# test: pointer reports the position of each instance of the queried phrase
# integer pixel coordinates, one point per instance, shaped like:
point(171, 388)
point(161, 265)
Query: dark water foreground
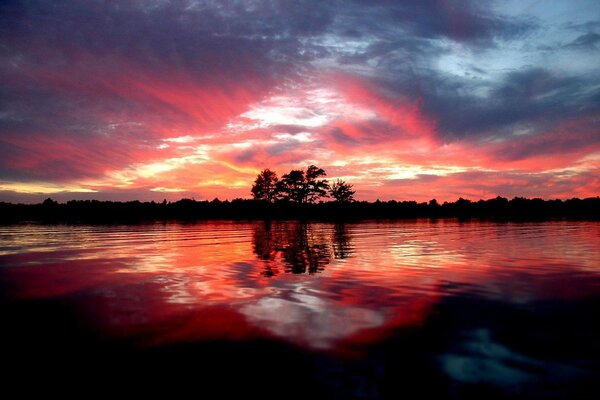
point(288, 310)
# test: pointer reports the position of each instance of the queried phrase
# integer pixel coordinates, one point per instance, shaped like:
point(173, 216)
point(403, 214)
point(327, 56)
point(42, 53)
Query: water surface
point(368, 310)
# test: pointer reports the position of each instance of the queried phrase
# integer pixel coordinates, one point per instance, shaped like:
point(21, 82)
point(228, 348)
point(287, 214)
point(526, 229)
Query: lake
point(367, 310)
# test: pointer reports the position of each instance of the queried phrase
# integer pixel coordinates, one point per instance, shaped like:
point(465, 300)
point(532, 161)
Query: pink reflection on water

----

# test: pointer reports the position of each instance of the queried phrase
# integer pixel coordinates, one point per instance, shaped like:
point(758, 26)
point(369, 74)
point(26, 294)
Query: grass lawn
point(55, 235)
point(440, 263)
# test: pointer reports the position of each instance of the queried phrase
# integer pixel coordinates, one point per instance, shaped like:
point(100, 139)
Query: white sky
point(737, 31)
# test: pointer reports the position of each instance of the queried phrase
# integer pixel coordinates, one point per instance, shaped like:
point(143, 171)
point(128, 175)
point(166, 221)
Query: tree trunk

----

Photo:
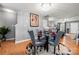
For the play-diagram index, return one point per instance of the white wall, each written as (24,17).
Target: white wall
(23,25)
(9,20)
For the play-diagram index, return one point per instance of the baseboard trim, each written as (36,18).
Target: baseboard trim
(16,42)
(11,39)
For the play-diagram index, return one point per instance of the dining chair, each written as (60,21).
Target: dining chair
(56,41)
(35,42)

----

■ What is being asked ■
Every line above that holds the word "index" is to be found and copied.

■ Written solution ■
For the play-diagram index, return one point per instance of the white wall, each written as (24,17).
For the play-diagram index, return one point per instance of the baseboard trim, each written as (36,18).
For the play-diagram index, return one point per instance of the dining chair, each written as (60,21).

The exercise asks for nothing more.